> **RECORDS FOR THE EXERCISE**
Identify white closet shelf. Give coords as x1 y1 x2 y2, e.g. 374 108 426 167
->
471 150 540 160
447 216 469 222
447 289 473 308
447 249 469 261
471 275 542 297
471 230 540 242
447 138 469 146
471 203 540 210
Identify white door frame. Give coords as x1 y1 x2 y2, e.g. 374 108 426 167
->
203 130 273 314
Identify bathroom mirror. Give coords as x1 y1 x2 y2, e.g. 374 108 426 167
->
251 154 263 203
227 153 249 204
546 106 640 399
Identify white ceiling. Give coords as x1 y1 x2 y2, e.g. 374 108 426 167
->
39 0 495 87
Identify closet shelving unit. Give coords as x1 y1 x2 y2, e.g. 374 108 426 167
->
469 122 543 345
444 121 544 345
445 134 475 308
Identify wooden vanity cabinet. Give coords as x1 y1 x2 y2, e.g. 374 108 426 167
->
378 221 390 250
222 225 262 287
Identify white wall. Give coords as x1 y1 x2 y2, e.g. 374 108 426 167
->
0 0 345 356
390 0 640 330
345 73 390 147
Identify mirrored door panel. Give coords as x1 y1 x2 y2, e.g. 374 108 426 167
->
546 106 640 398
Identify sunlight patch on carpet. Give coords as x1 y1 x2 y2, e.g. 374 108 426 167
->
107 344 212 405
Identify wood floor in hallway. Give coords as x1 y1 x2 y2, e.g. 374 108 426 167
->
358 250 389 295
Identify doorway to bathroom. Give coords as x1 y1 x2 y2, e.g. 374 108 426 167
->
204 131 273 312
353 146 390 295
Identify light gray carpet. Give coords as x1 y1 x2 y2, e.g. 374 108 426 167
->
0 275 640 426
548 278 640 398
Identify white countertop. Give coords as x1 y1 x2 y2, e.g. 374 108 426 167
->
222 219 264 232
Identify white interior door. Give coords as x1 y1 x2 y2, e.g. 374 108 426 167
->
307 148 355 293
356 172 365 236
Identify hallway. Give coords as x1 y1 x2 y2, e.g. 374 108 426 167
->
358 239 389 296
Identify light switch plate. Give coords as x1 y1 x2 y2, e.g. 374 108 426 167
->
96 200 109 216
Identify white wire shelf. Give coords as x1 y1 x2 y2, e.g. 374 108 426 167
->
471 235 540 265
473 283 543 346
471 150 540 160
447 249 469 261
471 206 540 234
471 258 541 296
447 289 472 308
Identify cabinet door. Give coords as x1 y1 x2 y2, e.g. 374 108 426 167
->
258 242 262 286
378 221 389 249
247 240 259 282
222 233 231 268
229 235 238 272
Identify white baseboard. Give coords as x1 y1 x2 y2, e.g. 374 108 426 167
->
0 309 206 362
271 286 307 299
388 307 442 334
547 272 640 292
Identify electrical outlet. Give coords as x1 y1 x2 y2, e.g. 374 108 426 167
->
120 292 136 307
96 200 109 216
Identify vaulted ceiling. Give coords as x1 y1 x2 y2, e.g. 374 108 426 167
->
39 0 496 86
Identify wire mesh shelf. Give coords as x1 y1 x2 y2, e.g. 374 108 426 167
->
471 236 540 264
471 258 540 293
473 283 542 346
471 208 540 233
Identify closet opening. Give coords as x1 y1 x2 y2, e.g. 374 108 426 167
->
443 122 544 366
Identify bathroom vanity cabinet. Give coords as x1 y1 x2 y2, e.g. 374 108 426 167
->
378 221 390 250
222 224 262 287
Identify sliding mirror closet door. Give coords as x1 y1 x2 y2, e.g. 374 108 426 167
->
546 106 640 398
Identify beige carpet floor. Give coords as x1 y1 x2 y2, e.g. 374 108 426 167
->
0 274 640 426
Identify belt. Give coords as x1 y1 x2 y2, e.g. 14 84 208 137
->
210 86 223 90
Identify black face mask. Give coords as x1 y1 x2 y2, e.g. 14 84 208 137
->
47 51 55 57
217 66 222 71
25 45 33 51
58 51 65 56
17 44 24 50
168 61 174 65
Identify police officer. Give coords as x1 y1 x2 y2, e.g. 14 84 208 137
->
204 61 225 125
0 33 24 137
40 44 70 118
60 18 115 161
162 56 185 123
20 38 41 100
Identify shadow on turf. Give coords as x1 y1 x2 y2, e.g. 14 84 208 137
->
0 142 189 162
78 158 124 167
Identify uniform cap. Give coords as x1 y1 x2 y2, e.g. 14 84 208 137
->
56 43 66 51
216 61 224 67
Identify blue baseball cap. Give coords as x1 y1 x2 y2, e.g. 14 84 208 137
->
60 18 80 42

> **REQUIREMENT**
Can you render every record above as a two-column CSV with the header input,output, one row per record, putting each record's text and its answer into one quoted field apiece with line breaks replaced by spaces?

> **RESULT OF THIS TASK**
input,output
"Identify white closet shelf. Give coords as x1 y1 x2 y2, e.g. 374 108 426 167 ->","471 150 540 160 447 216 469 222 447 289 473 308 447 249 469 261 471 275 542 297 471 230 540 242 447 138 469 146 471 203 540 210"
"Identify white door frame. Give coords as x1 y1 x2 y2, e.g. 374 108 426 167 ->","203 130 273 314"
"Identify bathroom mirror. Give coords as x1 y1 x2 y2, e.g. 374 108 426 167 ->","251 154 263 203 227 153 249 204 546 106 640 399"
"Identify white ceiling. Give coords as x1 y1 x2 y2, e.g. 374 108 426 167 ->","39 0 495 87"
"Identify closet shelving unit. Give coords as x1 y1 x2 y2, e.g. 374 108 426 167 ->","469 122 543 345 444 121 544 345 445 134 475 308"
"Identify wooden vanity cabinet. Give coords as x1 y1 x2 y2, e.g. 374 108 426 167 ->","378 221 390 250 222 225 262 287"
"Identify white wall. Give coords as x1 y1 x2 y2, e.g. 374 108 426 167 ->","0 0 345 356 390 0 640 330 345 73 390 147"
"Identify mirrored door panel. Give coords as x1 y1 x2 y2, e.g. 374 108 426 167 ->","546 106 640 398"
"Identify sunlight patch on carpet. Give coords as x1 y1 x2 y2, e.g. 374 108 426 167 ->","107 344 212 405"
"Identify wood floor in hallway. Give coords as x1 y1 x2 y2, e.g. 374 108 426 167 ->","358 250 389 295"
"Identify doorway to bathroom. Give coords as x1 y1 x2 y2, e.g. 374 108 426 167 ->","204 131 273 312 353 146 390 295"
"Identify light gray carpet. Give coords as x1 y1 x2 y2, e.g. 374 108 426 167 ->","0 275 640 426 548 278 640 398"
"Identify white countertop. Give coords as x1 y1 x2 y2, e.g. 374 108 426 167 ->","222 219 264 232"
"Identify white interior door. Give coords as x1 y1 x2 y2, e.g. 374 108 426 167 ->","307 148 355 293 356 172 365 236"
"Identify hallway. Give coords as x1 y1 x2 y2, e.g. 374 108 426 167 ->","358 239 389 296"
"Identify light switch plate. Give coords as x1 y1 x2 y2, e.g. 374 108 426 167 ->","96 200 109 216"
"Identify white wire shelf. Give coords as x1 y1 x2 y2, e.g. 374 108 426 167 ->","471 235 540 265 473 283 543 346 471 150 540 160 447 249 469 261 471 206 540 234 471 258 541 296 447 289 472 308"
"Identify cabinet door. Give coords as x1 y1 x2 y2, e.g. 374 108 426 167 ->","258 242 262 286 378 221 389 249 247 240 259 282 222 233 231 268 229 235 238 272"
"Identify white baseboard. Give coords as x1 y1 x2 y2, e.g. 374 108 426 167 ->","0 309 206 362 271 286 307 299 388 307 442 334 547 272 640 292"
"Identify electrical outlet. Give coords as x1 y1 x2 y2, e.g. 374 108 426 167 ->","120 292 136 307 96 200 109 216"
"Identify vaulted ceiling. Give coords as x1 y1 x2 y2, e.g. 374 108 426 167 ->","39 0 496 86"
"Identify wire mesh shelf. Give coords as x1 y1 x2 y2, e.g. 374 108 426 167 ->","471 236 540 264 471 258 540 293 473 283 542 346 471 208 540 233"
"Identify closet opening. Give coords as x1 y1 x2 y2, e.g. 374 108 426 167 ->","443 122 544 366"
"Identify bathroom vanity cabinet. Give coords as x1 y1 x2 y2, e.g. 374 108 426 167 ->","378 221 390 250 222 224 262 287"
"Identify sliding mirror closet door. Give coords as x1 y1 x2 y2, e.g. 374 108 426 167 ->","546 106 640 398"
"Identify beige carpet floor. Give coords as x1 y1 x2 y2, e.g. 374 108 426 167 ->","0 274 640 426"
"Identify belt. Give coords as x1 y1 x2 y2, e.g. 14 84 208 137 ->","210 86 223 90"
"Identify black face mask. Give coords as x1 y1 x2 y2, e.g. 14 84 208 137 ->","47 51 55 57 217 66 222 71 25 45 33 51 58 51 65 56 17 44 24 50 168 61 174 65"
"Identify police officer. Give coords as x1 y1 x2 y2, e.g. 14 84 208 137 ->","204 61 225 125 0 33 24 137 40 44 70 118 60 18 115 161 162 56 185 123 20 38 41 100"
"Identify shadow on turf. Give coords as x1 y1 x2 y2, e.g. 14 84 208 137 ->","0 142 189 162 78 158 124 167"
"Identify uniform cap. Give coords as x1 y1 x2 y2, e.g. 14 84 208 137 ->","56 43 66 51 216 61 224 67"
"Identify blue baseball cap. Give coords as x1 y1 x2 y2, e.g. 14 84 208 137 ->","60 18 80 42"